WHAT NEEDS TO BE DONE
Nothing other than the lines from the one containing "Would you be so kind as to locate the white van" through the close of the entries below should be printed, each exactly.

LISTED ENTRIES
━━━━━━━━━━━━━━━━━━━━━━━━━━━━━━
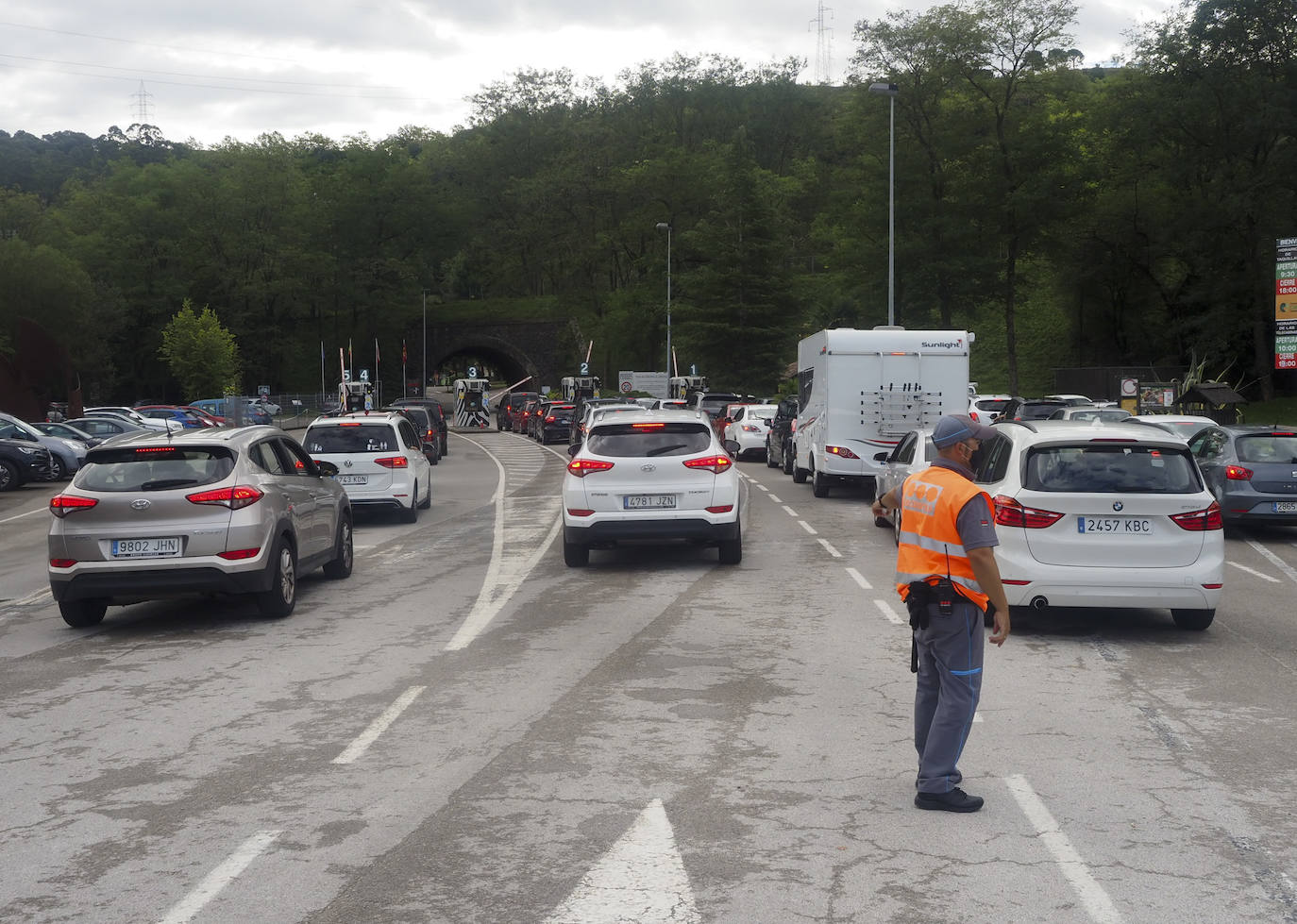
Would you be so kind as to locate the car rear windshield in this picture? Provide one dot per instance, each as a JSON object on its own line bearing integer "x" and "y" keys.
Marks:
{"x": 1109, "y": 468}
{"x": 155, "y": 468}
{"x": 1262, "y": 447}
{"x": 352, "y": 438}
{"x": 650, "y": 440}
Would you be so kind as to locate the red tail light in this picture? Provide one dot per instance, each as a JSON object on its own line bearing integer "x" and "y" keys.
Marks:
{"x": 62, "y": 504}
{"x": 1009, "y": 512}
{"x": 582, "y": 466}
{"x": 235, "y": 497}
{"x": 715, "y": 464}
{"x": 1200, "y": 521}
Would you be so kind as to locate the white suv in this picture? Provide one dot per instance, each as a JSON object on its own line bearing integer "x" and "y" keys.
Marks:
{"x": 379, "y": 459}
{"x": 1112, "y": 514}
{"x": 655, "y": 475}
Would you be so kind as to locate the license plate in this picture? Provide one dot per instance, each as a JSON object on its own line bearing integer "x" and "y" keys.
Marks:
{"x": 648, "y": 502}
{"x": 162, "y": 547}
{"x": 1114, "y": 525}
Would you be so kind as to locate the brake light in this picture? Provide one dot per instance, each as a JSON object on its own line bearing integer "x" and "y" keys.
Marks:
{"x": 62, "y": 504}
{"x": 239, "y": 553}
{"x": 715, "y": 464}
{"x": 235, "y": 497}
{"x": 1200, "y": 521}
{"x": 582, "y": 466}
{"x": 1009, "y": 512}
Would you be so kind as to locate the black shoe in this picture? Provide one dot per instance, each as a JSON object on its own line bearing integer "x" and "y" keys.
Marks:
{"x": 956, "y": 799}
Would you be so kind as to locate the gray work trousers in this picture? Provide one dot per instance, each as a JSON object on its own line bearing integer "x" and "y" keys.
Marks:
{"x": 950, "y": 684}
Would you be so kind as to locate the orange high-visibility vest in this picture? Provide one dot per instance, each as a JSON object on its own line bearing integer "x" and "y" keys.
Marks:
{"x": 930, "y": 544}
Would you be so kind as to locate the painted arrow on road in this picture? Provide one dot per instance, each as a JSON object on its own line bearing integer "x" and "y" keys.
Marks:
{"x": 641, "y": 881}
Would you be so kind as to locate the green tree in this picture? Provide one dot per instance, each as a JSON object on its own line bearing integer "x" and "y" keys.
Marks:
{"x": 201, "y": 354}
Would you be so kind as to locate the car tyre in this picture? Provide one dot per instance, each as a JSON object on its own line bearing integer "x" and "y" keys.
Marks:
{"x": 575, "y": 555}
{"x": 818, "y": 483}
{"x": 1195, "y": 620}
{"x": 344, "y": 552}
{"x": 732, "y": 549}
{"x": 83, "y": 613}
{"x": 281, "y": 597}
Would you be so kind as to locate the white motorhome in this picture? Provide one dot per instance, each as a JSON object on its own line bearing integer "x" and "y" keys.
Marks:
{"x": 862, "y": 392}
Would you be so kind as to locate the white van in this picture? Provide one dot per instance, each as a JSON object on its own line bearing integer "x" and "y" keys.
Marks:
{"x": 862, "y": 390}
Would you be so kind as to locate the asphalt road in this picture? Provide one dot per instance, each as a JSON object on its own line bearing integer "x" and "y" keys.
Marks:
{"x": 470, "y": 731}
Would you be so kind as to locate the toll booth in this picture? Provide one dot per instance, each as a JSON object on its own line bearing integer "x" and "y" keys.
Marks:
{"x": 680, "y": 388}
{"x": 575, "y": 388}
{"x": 472, "y": 409}
{"x": 354, "y": 396}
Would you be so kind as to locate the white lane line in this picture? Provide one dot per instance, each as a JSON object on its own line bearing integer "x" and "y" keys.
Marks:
{"x": 1255, "y": 573}
{"x": 829, "y": 548}
{"x": 20, "y": 516}
{"x": 860, "y": 580}
{"x": 1273, "y": 560}
{"x": 380, "y": 725}
{"x": 1098, "y": 905}
{"x": 891, "y": 614}
{"x": 219, "y": 878}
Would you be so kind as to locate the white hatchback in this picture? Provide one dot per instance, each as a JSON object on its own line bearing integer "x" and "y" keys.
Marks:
{"x": 1108, "y": 516}
{"x": 379, "y": 458}
{"x": 656, "y": 476}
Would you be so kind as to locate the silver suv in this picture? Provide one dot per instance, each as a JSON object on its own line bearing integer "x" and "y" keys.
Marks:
{"x": 232, "y": 511}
━━━━━━━━━━━━━━━━━━━━━━━━━━━━━━
WRITTEN ANSWER
Would you be so kind as to locate the white van in this picture? Provide one dot per instance, each as a JSON object on its own line bearing integer "x" and "y" keys.
Marks:
{"x": 862, "y": 390}
Would you be so kind as to locate the asphalt road in this picture? Provide one dot per instance, each as a JSON object on its own line bearing integer "x" and "y" keys.
Marks:
{"x": 470, "y": 731}
Would you be so kind as to locate the toll booth in this picture? Provide one dot per instance, each as a JSON object on its own line bearing integer "x" and "y" keys.
Marks:
{"x": 680, "y": 388}
{"x": 575, "y": 388}
{"x": 472, "y": 409}
{"x": 354, "y": 396}
Would you be so kind as to locate the white lane line in this picture? Provide one dot per instance, each as a JSON object on its own line bearing integer "x" and "y" keys.
Marks:
{"x": 1255, "y": 573}
{"x": 829, "y": 548}
{"x": 20, "y": 516}
{"x": 860, "y": 580}
{"x": 1273, "y": 560}
{"x": 380, "y": 725}
{"x": 1098, "y": 905}
{"x": 891, "y": 614}
{"x": 219, "y": 878}
Would you be so kind as to locate the white hatchback in this picture? Provide one dot per instance, each as a JSON object on its own line bearing integer "x" and "y" keys.
Marks:
{"x": 1108, "y": 516}
{"x": 379, "y": 458}
{"x": 656, "y": 476}
Would you be so kind as to locate the silver suv in this picture? Provide one dot per instance, each as a JSON object on its own line bearing integer "x" and "y" keys.
Marks:
{"x": 232, "y": 511}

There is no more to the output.